## TASK TO CARRY OUT:
Starting at the line that contains "the parked car | bbox", repeat each line of the listing below through the last one, exactly, and leave out every picture.

## ENTRIES SHOWN:
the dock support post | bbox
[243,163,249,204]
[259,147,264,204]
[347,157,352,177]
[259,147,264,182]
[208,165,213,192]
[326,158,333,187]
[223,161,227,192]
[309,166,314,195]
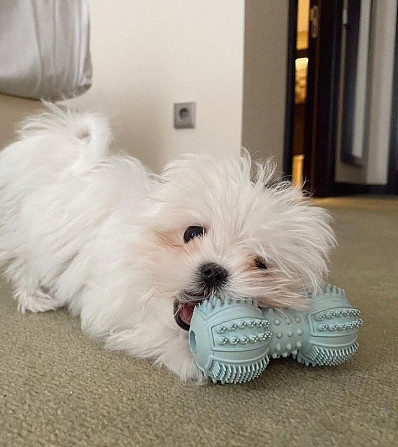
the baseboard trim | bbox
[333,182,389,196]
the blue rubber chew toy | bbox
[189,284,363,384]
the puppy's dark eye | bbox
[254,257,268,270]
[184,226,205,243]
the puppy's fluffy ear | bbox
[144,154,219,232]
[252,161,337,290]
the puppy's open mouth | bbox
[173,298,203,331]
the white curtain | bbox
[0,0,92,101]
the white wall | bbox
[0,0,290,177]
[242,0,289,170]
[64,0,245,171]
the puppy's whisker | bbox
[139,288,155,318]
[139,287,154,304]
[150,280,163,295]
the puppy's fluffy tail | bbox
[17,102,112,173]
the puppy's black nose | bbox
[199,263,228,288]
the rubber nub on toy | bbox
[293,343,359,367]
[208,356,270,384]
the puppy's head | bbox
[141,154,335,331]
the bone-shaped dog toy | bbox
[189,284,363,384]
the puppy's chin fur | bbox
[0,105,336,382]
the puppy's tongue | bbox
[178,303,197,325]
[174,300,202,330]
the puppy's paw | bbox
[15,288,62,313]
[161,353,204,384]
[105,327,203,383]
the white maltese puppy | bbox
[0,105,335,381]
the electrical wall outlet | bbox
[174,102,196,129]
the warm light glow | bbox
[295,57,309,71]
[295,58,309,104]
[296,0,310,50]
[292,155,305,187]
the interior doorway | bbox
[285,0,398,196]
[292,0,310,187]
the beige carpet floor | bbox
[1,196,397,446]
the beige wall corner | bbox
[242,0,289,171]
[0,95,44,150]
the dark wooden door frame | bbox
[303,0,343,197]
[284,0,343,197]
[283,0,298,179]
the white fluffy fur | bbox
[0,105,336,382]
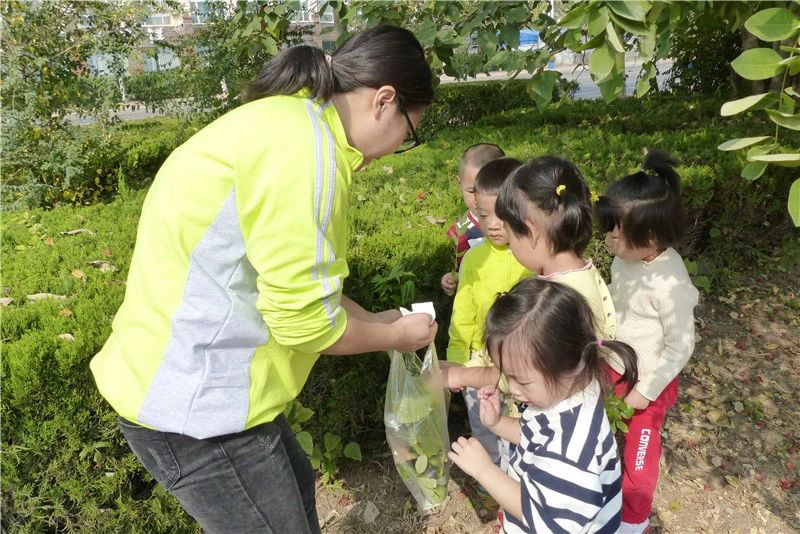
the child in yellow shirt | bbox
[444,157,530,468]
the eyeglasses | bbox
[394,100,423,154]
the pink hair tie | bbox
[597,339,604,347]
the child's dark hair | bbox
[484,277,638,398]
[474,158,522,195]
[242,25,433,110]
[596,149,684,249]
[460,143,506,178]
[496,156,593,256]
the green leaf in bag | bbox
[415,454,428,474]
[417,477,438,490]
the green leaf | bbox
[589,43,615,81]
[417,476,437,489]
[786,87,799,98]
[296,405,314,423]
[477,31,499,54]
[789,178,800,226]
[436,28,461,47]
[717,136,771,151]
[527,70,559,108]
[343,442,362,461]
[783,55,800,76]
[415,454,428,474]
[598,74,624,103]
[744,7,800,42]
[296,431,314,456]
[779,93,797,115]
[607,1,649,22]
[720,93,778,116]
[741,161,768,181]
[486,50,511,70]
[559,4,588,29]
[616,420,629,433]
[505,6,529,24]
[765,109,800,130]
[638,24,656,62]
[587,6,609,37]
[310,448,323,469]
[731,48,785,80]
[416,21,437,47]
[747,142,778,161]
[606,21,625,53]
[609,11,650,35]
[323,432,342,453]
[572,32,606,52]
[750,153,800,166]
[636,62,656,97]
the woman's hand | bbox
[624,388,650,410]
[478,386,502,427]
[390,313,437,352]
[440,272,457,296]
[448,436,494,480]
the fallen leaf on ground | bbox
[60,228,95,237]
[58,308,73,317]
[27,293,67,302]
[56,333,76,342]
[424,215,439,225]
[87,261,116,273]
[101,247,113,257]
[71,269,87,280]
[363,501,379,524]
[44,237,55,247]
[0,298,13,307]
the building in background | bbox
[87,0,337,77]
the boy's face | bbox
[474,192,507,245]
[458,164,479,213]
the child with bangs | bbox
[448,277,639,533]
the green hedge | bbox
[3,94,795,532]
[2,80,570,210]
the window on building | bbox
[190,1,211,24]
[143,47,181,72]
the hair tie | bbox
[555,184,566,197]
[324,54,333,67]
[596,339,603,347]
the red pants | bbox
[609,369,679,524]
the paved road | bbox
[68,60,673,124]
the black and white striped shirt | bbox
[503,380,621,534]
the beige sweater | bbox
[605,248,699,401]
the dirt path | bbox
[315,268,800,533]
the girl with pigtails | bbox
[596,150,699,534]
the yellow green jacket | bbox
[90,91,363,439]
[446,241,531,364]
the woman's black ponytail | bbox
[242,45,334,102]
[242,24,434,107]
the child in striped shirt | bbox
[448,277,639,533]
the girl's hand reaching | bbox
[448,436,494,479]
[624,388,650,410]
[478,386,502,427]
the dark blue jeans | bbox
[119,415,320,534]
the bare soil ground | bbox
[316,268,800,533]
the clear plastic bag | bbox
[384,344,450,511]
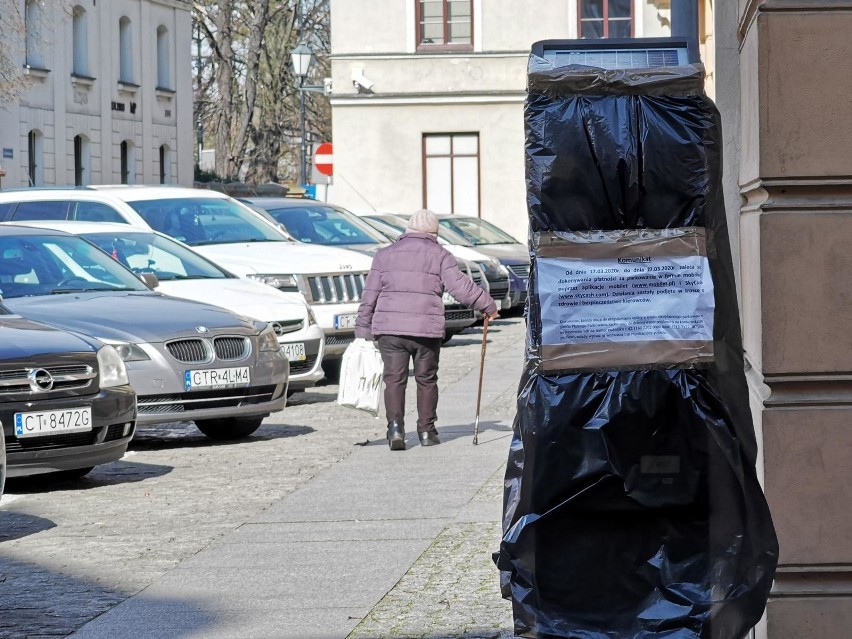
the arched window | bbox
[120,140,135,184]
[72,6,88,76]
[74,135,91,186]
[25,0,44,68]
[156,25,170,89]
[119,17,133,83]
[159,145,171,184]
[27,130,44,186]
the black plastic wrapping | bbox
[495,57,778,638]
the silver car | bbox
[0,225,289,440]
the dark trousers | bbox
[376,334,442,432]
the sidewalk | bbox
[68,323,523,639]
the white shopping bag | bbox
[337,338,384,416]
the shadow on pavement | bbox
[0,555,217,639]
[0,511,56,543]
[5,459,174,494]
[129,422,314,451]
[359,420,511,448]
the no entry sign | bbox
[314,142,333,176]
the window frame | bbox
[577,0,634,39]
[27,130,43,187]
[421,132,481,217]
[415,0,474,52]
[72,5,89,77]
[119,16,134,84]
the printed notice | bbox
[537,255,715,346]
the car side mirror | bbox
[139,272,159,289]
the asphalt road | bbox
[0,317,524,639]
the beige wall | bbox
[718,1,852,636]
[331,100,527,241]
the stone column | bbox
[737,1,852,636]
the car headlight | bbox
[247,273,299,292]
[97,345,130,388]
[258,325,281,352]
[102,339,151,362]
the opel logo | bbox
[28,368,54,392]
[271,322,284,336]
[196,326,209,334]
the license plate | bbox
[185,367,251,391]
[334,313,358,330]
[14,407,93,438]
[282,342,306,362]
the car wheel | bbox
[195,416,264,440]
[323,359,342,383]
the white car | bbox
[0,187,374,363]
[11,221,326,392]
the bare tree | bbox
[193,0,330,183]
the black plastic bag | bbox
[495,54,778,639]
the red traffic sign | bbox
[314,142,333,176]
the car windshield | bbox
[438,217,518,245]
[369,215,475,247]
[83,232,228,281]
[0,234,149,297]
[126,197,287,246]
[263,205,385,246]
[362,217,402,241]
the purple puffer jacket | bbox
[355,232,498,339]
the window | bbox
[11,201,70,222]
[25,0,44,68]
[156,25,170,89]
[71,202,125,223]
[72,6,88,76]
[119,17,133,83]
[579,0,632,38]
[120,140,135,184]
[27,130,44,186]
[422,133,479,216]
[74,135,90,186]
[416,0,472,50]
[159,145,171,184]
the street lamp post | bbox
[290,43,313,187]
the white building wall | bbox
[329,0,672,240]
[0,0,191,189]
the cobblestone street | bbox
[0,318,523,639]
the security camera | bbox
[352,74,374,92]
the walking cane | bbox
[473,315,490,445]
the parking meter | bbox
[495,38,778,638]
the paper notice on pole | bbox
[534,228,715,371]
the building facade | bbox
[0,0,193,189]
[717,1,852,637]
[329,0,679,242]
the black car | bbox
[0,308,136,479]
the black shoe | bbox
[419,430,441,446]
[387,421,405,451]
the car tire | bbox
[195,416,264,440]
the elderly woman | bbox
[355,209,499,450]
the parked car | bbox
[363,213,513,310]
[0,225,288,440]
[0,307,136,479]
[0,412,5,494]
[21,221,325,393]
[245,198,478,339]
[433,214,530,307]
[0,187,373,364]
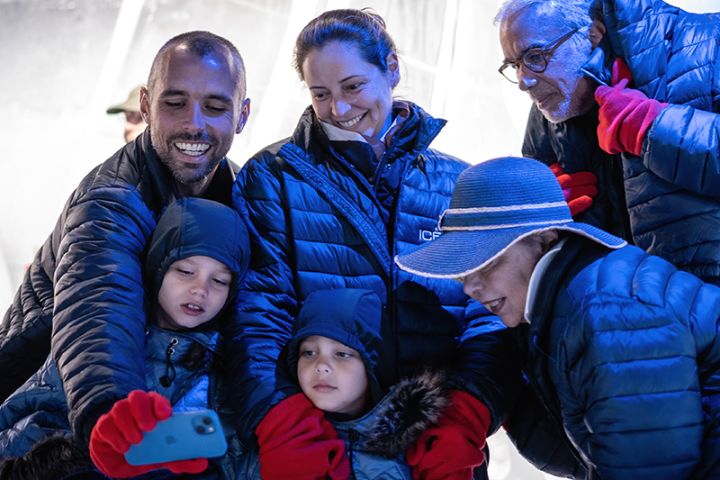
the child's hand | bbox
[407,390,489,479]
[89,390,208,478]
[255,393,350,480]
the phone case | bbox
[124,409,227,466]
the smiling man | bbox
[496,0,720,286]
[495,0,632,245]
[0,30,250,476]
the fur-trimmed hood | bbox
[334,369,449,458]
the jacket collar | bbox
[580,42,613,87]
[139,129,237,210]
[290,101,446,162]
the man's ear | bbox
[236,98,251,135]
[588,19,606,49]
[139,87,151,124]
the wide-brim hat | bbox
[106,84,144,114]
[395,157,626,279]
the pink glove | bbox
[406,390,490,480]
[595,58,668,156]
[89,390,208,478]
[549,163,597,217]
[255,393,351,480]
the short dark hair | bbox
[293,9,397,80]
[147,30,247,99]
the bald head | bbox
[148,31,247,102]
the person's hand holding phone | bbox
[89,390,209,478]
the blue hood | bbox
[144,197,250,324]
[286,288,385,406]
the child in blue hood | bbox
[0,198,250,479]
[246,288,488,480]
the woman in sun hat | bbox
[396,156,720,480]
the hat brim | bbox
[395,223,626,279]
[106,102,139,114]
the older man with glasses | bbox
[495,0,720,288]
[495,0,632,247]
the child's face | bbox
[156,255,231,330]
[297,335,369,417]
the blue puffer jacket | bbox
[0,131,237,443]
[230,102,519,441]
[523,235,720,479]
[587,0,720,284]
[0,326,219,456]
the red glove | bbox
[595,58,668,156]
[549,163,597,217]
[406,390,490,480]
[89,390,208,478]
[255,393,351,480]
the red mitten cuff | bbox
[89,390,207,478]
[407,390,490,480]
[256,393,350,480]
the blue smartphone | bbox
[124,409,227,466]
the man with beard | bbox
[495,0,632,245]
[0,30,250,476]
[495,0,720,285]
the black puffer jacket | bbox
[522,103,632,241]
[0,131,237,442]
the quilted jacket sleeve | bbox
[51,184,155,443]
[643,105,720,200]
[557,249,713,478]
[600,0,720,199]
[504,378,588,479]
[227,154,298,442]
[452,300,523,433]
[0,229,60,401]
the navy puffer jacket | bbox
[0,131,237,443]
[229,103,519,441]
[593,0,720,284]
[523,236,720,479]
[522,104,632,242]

## WRITTEN REPLY:
the parked car | bbox
[363,213,513,310]
[0,225,288,440]
[0,307,136,479]
[0,412,5,494]
[21,221,325,393]
[245,198,478,339]
[433,214,530,307]
[0,187,373,364]
the child's hand | bbox
[407,390,489,479]
[89,390,208,478]
[255,393,350,480]
the phone case | bbox
[124,409,227,466]
the smiling man | bbox
[496,0,720,286]
[495,0,632,245]
[0,30,250,476]
the fur-trimmed hood | bbox
[334,369,449,458]
the jacket collar | bbox
[580,42,613,87]
[139,129,237,210]
[290,101,446,162]
the man's ear | bbox
[236,98,251,135]
[588,19,606,49]
[139,87,151,124]
the wide-brim hat | bbox
[106,84,144,114]
[395,157,626,279]
the pink glove | bbox
[406,390,490,480]
[595,58,668,156]
[89,390,208,478]
[549,163,597,217]
[255,393,351,480]
the short dark hair | bbox
[293,9,397,80]
[147,30,247,99]
the bald head | bbox
[148,31,247,102]
the person's hand holding phone | bbox
[89,390,209,478]
the blue hood | bbox
[144,197,250,324]
[286,288,385,406]
the child in blue hood | bbox
[0,198,250,479]
[246,288,488,480]
the woman in sun hat | bbox
[396,156,720,480]
the hat brim | bbox
[395,223,626,279]
[106,102,139,114]
the older man with glasses | bbox
[495,0,720,288]
[495,0,632,247]
the child's face | bbox
[156,255,231,330]
[297,335,369,417]
the blue puffer jacket | bbox
[0,131,237,443]
[230,102,519,441]
[523,235,720,479]
[587,0,720,284]
[0,326,219,456]
the red glove | bbox
[595,58,668,156]
[549,163,597,217]
[406,390,490,480]
[89,390,208,478]
[255,393,351,480]
the red mitten cuff | bbox
[89,390,207,478]
[407,390,490,480]
[256,393,350,480]
the blue smartphone | bbox
[124,409,227,466]
the man with beard | bbox
[495,0,632,245]
[0,30,250,476]
[495,0,720,285]
the black puffer jacket | bbox
[522,103,632,241]
[0,131,237,442]
the quilted jacket sleeve | bbox
[51,184,155,443]
[643,105,720,200]
[557,249,713,478]
[600,0,720,199]
[504,378,588,479]
[227,154,298,442]
[452,300,523,433]
[0,229,60,401]
the navy puffer jacket | bbox
[0,131,237,443]
[229,103,519,441]
[593,0,720,284]
[523,236,720,479]
[522,104,632,242]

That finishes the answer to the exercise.